-- GIVEN DATA follows --
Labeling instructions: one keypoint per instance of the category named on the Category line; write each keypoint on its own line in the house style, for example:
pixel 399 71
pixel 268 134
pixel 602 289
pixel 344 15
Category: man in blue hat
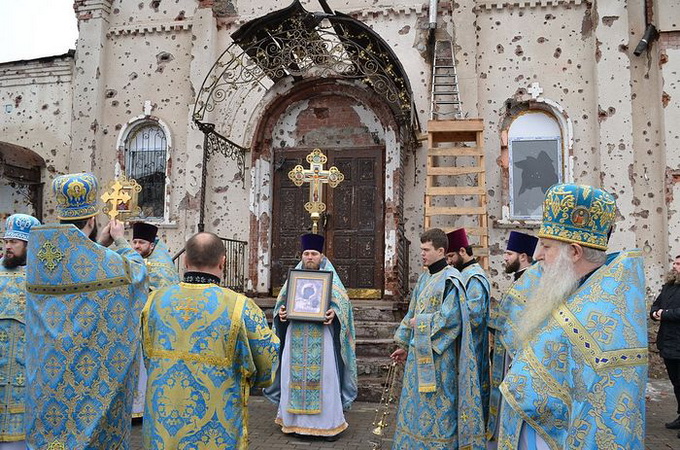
-- GIVEN DATA concluded --
EXERCISE GOAL
Give back all the records as they stand, but with no pictures in the copy.

REPLY TO THE EXERCISE
Labeling instructions: one keypoint per instance of the category named on the Category line; write each keypoint on its own line in the house style, for example:
pixel 399 71
pixel 268 134
pixel 602 289
pixel 344 15
Category: man in blue hat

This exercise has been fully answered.